## Exercise
Copy out every line of the listing below, character for character.

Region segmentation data
########################################

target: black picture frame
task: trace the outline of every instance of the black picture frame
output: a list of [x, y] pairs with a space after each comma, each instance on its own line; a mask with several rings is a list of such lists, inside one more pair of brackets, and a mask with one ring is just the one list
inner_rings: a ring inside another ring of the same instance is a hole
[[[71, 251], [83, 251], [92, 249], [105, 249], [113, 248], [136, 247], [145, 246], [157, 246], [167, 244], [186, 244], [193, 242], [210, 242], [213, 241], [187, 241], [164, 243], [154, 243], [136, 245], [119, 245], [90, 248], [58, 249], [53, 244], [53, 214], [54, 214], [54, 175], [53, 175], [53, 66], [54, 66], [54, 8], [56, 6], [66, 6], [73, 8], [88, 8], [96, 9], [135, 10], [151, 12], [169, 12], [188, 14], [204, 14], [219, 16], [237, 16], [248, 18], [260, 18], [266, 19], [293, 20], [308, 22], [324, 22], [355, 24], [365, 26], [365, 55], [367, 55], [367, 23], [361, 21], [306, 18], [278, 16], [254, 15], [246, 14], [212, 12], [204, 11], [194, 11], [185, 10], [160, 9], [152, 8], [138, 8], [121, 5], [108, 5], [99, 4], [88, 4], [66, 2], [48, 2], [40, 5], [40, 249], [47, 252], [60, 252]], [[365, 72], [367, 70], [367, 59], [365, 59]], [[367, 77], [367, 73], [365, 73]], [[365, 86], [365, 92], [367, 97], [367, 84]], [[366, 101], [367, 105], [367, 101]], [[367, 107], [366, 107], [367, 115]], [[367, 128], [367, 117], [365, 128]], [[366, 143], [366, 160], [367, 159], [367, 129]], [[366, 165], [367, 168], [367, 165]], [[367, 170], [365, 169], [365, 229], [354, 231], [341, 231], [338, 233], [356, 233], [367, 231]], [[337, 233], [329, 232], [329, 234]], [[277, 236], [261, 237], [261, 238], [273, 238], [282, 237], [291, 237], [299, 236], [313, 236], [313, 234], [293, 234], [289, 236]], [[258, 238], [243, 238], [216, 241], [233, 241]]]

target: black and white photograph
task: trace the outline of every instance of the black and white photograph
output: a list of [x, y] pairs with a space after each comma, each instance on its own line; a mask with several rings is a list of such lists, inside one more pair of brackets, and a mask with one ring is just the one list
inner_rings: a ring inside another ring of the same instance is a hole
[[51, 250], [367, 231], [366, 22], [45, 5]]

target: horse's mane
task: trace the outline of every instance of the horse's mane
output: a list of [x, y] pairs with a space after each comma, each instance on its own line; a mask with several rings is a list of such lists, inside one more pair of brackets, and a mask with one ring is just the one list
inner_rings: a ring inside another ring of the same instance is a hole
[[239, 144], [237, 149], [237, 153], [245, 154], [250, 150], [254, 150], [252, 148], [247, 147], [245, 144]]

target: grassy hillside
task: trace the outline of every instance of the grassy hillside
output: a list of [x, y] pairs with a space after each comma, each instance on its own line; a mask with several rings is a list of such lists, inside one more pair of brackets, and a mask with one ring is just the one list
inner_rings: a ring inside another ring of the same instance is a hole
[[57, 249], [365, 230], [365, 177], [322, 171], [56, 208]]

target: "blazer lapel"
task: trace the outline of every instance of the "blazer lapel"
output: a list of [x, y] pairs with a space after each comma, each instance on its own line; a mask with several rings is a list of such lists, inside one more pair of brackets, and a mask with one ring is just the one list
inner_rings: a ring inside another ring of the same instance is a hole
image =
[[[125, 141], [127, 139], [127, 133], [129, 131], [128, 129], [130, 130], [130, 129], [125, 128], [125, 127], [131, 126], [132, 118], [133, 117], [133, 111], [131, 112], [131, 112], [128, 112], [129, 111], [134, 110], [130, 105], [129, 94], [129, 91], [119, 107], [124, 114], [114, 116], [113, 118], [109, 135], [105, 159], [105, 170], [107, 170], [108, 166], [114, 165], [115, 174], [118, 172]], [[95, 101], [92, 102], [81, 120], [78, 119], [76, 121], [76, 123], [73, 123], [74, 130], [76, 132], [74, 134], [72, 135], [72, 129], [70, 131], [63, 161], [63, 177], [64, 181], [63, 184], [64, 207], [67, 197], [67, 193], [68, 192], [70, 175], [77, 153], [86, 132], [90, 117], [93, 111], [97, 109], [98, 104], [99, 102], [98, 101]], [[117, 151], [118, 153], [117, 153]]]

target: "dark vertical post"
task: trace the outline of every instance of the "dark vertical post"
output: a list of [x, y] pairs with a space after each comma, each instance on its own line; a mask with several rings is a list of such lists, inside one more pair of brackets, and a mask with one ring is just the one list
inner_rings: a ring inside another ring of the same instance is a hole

########################################

## Task result
target: black picture frame
task: trace the outline of every instance of the black picture frame
output: a list of [x, y] pairs with a space after each comma, each instance on its own line; a mask with several rings is a list of such lists, inside one more pair of brackets, and a mask with one ring is just the one list
inner_rings: a ring inside another ring of the same instance is a hole
[[[71, 251], [83, 251], [92, 249], [105, 249], [113, 248], [136, 247], [145, 246], [157, 246], [167, 244], [186, 244], [193, 242], [210, 242], [213, 241], [187, 241], [164, 243], [154, 243], [136, 245], [119, 245], [90, 248], [58, 249], [53, 244], [53, 214], [54, 214], [54, 175], [53, 175], [53, 66], [54, 66], [54, 8], [56, 6], [66, 6], [73, 8], [88, 8], [96, 9], [135, 10], [151, 12], [169, 12], [188, 14], [204, 14], [219, 16], [237, 16], [248, 18], [260, 18], [266, 19], [293, 20], [308, 22], [324, 22], [355, 24], [365, 26], [365, 55], [367, 55], [367, 23], [361, 21], [306, 18], [278, 16], [254, 15], [246, 14], [212, 12], [204, 11], [194, 11], [185, 10], [160, 9], [152, 8], [138, 8], [121, 5], [108, 5], [99, 4], [88, 4], [66, 2], [48, 2], [40, 5], [40, 249], [47, 252], [60, 252]], [[365, 72], [367, 70], [367, 59], [365, 59]], [[367, 77], [367, 73], [365, 73]], [[365, 86], [365, 92], [367, 97], [367, 84]], [[366, 101], [367, 105], [367, 101]], [[367, 107], [366, 107], [367, 115]], [[367, 128], [367, 117], [365, 128]], [[366, 143], [366, 160], [367, 159], [367, 129]], [[366, 165], [367, 168], [367, 165]], [[367, 170], [365, 169], [365, 229], [354, 231], [341, 231], [338, 233], [356, 233], [367, 231]], [[337, 233], [329, 232], [329, 234]], [[277, 236], [261, 237], [261, 238], [273, 238], [282, 237], [291, 237], [299, 236], [313, 236], [313, 234], [293, 234], [289, 236]], [[258, 238], [243, 238], [216, 241], [233, 241]]]

target: black and white photograph
task: trace the outline of every instance of the black and white photograph
output: a list of [x, y] pairs with a space after each comma, each instance on its own line; a mask with several rings is a list of such lists, inside one more pair of brackets, and a mask with one ring is just the one list
inner_rings: a ring inside another ring of the same instance is a hole
[[51, 250], [367, 231], [366, 22], [45, 5]]

target: horse's mane
task: trace the outline of every instance of the horse's mane
output: a list of [x, y] pairs with a space after each comma, each instance on its own line; a mask with several rings is a list of such lists, inside one more pair of brackets, and a mask with one ring is just the one list
inner_rings: a ring inside another ring of the same instance is a hole
[[239, 144], [237, 149], [237, 153], [245, 154], [250, 150], [254, 150], [252, 148], [247, 147], [245, 144]]

target: grassy hillside
task: trace the outline of every instance of the grassy hillside
output: a list of [x, y] pairs with a space after each comma, each instance on its own line; a mask with several rings is a list of such lists, inside one more pair of brackets, and a mask with one ring is just the one list
inner_rings: a ring inside another ring of the same instance is a hole
[[57, 249], [365, 230], [365, 177], [322, 171], [56, 208]]

target: "blazer lapel"
task: trace the outline of every instance of the "blazer lapel"
output: a list of [x, y] pairs with a space after each comma, each instance on its own line; a mask with several rings is a list of such lists, inside one more pair of brackets, and a mask with one ring is just the one list
inner_rings: a ring inside another ring of the same instance is a hole
image =
[[[125, 141], [127, 139], [127, 133], [129, 131], [128, 129], [130, 130], [130, 129], [125, 128], [125, 127], [131, 126], [132, 118], [133, 117], [133, 111], [131, 112], [131, 112], [128, 112], [129, 111], [134, 110], [130, 105], [129, 94], [129, 91], [119, 107], [124, 114], [114, 116], [113, 118], [109, 135], [105, 159], [105, 170], [107, 170], [108, 166], [114, 165], [115, 174], [118, 172]], [[95, 101], [92, 102], [81, 120], [78, 119], [76, 121], [76, 123], [73, 123], [74, 130], [76, 132], [74, 134], [72, 135], [72, 129], [70, 131], [63, 161], [63, 177], [64, 181], [63, 184], [64, 207], [67, 197], [67, 193], [68, 192], [70, 175], [77, 153], [86, 132], [90, 117], [93, 111], [97, 109], [98, 104], [99, 102], [98, 101]], [[117, 151], [118, 153], [117, 153]]]

target: "dark vertical post"
task: trace the outline of every instance of the "dark vertical post"
output: a list of [x, y] pairs with a space after each comma, each instance on its own line; a mask with several rings is a list of such lists, inside one more pair of brackets, and a mask with one ring is just the one list
inner_rings: a ring inside another ring of the same instance is a hole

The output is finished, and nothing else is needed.